▶ [Auszug]:
====================

Ein Robotaxi von Cruise steht auf der Straße, während ein Fahrradfahrer vorbeifährt.

Cruise startet seinen Robotaxi-Dienst mit einer umgebauten Variante des Chevrolet Bolt. (Bild: Cruise)

San Francisco galt bis vor kurzem als großer Testfall für die selbstfahrenden Fahrzeuge der General-Motors-Tochter Cruise und der Google-Schwesterfirma Waymo. Erst im August 2023 bekamen beide Unternehmen die Erlaubnis zur Ausweitung ihrer dortigen fahrerlosen Beförderungen. Jetzt setzte die kalifornische Verkehrsbehörde nach zwei Vorfällen mit Fußgängern die entsprechende Erlaubnis der GM-Tochter unbefristet aus. Cruise darf vorerst keine Autos ohne Menschen am Steuer mehr auf die Straßen in San Francisco schicken.

Dieser Beschluss basiert vorrangig auf einem Unfall im Oktober, bei dem eine Frau unter ein Cruise-Fahrzeug geraten und von dem Wagen rund sechs Meter mitgeschleift worden war. Das selbstfahrende Auto habe zwar gebremst, den Zusammenstoß jedoch nicht mehr verhindern können. Im Zuge der Ermittlungen trat Kyle Vogt von seinem Posten als Cruise-CEO zurück. Vogt war seit Februar 2022 Chef von Cruise. Er wolle nun Zeit mit seiner Familie verbringen und neuen Ideen nachgehen, wie er selbst auf der Online-Plattform X mitteilte. Zusätzlich entlässt Cruise nun über 20 Prozent seiner Vollzeit-Beschäftigten. Betroffen sind rund 900 Stellen, hauptsächlich im nicht-technischen Bereich, hieß es in einer veröffentlichten E-Mail an die Mitarbeiter.

Nun soll die Software der 950 autonomen Fahrzeuge aktualisiert werden. Mit den Änderungen verhält sich das Computer-System in solchen Situationen künftig anders, heißt es in Unterlagen zu dem Update bei der US-Verkehrssicherheitsbehörde NHTSA. Cruise selbst deklarierte das Update als freiwillige Rückrufaktion. Nachdem die Fahrten ohne Menschen am Steuer in San Francisco untersagt wurden, stoppte die GM-Tochter diese auch in anderen US-Städten. Das Update sei zunächst in der Testflotte installiert worden und die Wiederaufnahme der Fahrten ohne Fahrer soll erst stattfinden, wenn alle Fahrzeuge es erhalten haben, erläuterte der Hersteller in den von der NHTSA veröffentlichten Unterlagen.

====================

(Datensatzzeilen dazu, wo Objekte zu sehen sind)

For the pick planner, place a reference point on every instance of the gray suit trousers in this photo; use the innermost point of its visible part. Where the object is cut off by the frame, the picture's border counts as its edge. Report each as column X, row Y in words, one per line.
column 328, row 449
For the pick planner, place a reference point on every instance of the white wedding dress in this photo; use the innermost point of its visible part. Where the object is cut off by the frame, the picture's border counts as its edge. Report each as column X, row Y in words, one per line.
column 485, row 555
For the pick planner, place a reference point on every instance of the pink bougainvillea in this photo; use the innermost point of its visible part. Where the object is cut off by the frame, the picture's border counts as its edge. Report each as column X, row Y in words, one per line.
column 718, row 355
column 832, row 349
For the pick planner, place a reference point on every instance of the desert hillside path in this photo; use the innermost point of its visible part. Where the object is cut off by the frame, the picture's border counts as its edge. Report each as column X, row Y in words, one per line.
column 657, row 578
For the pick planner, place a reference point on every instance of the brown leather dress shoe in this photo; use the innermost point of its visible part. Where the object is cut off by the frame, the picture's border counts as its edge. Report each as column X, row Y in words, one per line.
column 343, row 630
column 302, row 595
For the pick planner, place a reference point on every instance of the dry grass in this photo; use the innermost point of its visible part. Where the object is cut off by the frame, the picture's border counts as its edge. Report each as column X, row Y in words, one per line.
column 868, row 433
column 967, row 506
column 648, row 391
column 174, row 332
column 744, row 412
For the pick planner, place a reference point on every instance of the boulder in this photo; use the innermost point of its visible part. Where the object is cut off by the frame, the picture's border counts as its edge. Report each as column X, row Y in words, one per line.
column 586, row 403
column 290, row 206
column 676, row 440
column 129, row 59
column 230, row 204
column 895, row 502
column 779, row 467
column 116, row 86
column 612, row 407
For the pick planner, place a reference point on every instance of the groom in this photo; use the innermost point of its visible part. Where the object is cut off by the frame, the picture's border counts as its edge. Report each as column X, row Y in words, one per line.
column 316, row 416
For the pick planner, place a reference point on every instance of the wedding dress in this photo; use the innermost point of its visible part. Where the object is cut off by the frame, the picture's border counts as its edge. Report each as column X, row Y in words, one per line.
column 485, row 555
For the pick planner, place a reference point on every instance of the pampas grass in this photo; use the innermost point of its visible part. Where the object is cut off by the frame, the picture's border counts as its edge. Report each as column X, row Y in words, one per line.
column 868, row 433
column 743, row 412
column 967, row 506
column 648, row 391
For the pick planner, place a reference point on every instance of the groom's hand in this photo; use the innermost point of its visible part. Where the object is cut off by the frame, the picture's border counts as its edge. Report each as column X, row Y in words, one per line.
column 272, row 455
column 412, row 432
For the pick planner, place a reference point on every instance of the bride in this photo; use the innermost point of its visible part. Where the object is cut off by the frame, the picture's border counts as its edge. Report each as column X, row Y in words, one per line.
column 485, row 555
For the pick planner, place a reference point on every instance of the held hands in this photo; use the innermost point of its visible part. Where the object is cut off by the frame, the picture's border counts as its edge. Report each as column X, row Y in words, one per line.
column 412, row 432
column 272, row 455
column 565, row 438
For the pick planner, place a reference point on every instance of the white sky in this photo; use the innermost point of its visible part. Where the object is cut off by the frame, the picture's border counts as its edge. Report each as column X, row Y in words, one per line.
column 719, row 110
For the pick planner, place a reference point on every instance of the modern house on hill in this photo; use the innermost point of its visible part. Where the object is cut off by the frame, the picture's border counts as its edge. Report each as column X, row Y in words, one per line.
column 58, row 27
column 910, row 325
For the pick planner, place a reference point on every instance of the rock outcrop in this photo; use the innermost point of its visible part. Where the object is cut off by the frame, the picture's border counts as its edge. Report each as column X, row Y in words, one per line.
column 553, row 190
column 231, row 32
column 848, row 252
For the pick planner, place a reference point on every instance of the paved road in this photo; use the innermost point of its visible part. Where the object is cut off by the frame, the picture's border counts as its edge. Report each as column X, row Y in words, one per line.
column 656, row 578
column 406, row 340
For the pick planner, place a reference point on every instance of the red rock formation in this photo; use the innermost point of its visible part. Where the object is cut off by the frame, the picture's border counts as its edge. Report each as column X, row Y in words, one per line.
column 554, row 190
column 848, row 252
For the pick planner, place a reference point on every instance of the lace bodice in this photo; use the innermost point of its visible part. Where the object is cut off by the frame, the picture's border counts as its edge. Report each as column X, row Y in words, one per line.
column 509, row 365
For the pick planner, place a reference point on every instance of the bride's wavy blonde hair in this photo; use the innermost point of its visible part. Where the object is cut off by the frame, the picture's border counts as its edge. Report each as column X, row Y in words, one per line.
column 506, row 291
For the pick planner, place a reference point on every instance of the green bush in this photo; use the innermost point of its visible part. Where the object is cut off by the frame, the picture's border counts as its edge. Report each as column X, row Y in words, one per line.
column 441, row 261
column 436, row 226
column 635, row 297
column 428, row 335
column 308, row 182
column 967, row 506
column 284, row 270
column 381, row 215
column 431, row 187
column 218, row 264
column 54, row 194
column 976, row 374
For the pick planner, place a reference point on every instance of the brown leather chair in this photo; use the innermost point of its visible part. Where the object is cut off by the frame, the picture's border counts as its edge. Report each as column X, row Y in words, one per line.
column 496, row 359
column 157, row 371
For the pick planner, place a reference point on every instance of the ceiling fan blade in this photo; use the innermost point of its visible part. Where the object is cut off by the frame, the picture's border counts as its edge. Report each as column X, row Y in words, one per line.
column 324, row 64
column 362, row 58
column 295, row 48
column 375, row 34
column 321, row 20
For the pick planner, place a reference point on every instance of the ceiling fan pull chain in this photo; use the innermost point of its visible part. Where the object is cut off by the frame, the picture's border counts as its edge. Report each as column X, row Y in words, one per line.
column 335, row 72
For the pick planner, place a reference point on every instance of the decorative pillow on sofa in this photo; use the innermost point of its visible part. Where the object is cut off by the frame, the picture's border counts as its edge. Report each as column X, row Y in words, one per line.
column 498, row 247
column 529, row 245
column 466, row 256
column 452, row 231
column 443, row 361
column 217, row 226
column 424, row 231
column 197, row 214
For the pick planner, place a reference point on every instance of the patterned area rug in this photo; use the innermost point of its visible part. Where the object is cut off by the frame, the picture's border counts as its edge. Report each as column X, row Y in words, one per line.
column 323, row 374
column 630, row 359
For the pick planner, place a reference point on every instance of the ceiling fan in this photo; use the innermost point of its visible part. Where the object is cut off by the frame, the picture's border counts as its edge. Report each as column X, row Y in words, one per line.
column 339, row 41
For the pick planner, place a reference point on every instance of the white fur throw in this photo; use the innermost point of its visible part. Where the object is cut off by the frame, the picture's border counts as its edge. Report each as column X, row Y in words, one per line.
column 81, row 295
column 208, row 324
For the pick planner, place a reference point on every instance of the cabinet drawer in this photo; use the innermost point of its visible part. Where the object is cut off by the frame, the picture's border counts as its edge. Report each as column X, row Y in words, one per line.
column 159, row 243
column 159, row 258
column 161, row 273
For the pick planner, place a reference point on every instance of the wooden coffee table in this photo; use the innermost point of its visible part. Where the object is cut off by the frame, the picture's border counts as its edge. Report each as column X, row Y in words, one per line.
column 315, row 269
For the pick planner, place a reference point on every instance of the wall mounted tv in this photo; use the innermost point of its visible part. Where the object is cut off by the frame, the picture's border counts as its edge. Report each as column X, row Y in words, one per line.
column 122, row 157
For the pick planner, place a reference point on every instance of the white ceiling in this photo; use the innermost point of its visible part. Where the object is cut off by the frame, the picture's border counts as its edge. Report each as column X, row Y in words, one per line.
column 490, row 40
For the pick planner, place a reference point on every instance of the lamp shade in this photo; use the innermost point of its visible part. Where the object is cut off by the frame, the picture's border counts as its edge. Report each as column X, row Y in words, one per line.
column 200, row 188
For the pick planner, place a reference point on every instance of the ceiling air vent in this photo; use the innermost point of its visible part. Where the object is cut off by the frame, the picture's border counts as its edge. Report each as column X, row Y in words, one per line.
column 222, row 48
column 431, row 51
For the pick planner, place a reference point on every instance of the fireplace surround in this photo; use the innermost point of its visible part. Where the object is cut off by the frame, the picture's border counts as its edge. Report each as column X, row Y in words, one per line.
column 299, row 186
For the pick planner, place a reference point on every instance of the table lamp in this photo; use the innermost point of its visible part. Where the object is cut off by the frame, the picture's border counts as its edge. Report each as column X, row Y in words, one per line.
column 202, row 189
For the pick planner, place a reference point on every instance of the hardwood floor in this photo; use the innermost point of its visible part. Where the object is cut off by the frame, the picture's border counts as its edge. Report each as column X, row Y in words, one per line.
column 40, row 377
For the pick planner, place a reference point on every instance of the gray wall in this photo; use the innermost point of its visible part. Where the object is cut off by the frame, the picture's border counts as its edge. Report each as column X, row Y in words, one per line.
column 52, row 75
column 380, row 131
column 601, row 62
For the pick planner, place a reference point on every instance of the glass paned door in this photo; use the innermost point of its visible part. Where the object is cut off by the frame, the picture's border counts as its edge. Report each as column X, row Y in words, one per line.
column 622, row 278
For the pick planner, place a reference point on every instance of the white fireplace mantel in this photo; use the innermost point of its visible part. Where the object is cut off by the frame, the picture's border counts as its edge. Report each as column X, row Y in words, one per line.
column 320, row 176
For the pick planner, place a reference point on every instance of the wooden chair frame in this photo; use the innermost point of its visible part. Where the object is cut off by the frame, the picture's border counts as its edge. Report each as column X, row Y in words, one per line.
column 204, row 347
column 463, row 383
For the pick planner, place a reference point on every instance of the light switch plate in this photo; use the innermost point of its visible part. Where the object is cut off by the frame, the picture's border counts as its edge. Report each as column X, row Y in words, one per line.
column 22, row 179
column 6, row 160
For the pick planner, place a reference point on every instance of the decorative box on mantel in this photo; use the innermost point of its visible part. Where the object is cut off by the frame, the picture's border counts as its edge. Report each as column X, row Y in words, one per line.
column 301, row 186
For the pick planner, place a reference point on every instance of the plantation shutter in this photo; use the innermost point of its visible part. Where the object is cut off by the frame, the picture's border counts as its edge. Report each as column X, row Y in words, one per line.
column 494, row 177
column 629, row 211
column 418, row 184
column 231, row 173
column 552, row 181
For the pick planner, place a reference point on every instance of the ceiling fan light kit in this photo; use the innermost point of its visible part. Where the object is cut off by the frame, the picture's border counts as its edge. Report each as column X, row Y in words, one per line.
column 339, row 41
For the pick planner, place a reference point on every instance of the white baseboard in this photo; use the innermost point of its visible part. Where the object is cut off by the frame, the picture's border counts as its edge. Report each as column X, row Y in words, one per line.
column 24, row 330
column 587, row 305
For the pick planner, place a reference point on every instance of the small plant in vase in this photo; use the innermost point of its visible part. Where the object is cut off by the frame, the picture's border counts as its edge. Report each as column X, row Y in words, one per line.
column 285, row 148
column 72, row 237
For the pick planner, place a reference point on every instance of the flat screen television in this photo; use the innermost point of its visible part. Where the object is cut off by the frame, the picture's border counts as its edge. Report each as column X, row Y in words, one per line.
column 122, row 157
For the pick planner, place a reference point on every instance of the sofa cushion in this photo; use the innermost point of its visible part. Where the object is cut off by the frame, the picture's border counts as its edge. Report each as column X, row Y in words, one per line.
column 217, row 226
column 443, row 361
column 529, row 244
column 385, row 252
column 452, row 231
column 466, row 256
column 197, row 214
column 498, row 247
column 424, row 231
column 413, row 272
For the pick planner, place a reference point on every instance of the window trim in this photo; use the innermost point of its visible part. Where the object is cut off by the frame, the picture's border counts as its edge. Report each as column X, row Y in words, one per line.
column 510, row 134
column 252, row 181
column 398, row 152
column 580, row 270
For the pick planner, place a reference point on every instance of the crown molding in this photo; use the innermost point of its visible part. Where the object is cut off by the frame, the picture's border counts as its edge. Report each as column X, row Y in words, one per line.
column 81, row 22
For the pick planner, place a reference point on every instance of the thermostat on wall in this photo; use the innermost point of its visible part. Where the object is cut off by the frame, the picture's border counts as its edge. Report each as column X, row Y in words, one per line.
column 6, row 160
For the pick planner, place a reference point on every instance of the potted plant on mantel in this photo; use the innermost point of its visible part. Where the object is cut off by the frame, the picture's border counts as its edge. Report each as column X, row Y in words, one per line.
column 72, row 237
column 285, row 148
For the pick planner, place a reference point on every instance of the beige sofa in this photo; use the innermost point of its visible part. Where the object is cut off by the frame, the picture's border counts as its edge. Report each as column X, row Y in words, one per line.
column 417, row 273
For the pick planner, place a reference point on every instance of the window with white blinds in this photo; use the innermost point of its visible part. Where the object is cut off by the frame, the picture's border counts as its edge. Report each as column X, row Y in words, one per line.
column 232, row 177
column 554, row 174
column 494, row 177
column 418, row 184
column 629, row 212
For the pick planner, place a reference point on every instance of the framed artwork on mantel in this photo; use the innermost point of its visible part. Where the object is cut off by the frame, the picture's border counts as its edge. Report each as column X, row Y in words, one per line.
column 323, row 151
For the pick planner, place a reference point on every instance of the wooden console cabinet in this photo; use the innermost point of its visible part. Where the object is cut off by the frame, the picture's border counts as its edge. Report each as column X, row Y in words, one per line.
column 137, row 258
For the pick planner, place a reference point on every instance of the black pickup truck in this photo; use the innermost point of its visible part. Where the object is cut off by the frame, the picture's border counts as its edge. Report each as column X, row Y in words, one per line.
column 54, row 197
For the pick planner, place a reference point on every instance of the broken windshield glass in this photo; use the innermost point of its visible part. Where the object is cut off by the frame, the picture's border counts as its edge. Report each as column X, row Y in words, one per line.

====================

▶ [Schriftliche Aufgabe]: Schreib aus dem Auszug über Cruise den Teil von „Nun soll die“ bis einschließlich „NHTSA veröffentlichten Unterlagen.“ wortgetreu ab. Die Zeilen spielen hier keine Rolle.

▶ [Gelöste Aufgabe]:
Nun soll die Software der 950 autonomen Fahrzeuge aktualisiert werden. Mit den Änderungen verhält sich das Computer-System in solchen Situationen künftig anders, heißt es in Unterlagen zu dem Update bei der US-Verkehrssicherheitsbehörde NHTSA. Cruise selbst deklarierte das Update als freiwillige Rückrufaktion. Nachdem die Fahrten ohne Menschen am Steuer in San Francisco untersagt wurden, stoppte die GM-Tochter diese auch in anderen US-Städten. Das Update sei zunächst in der Testflotte installiert worden und die Wiederaufnahme der Fahrten ohne Fahrer soll erst stattfinden, wenn alle Fahrzeuge es erhalten haben, erläuterte der Hersteller in den von der NHTSA veröffentlichten Unterlagen.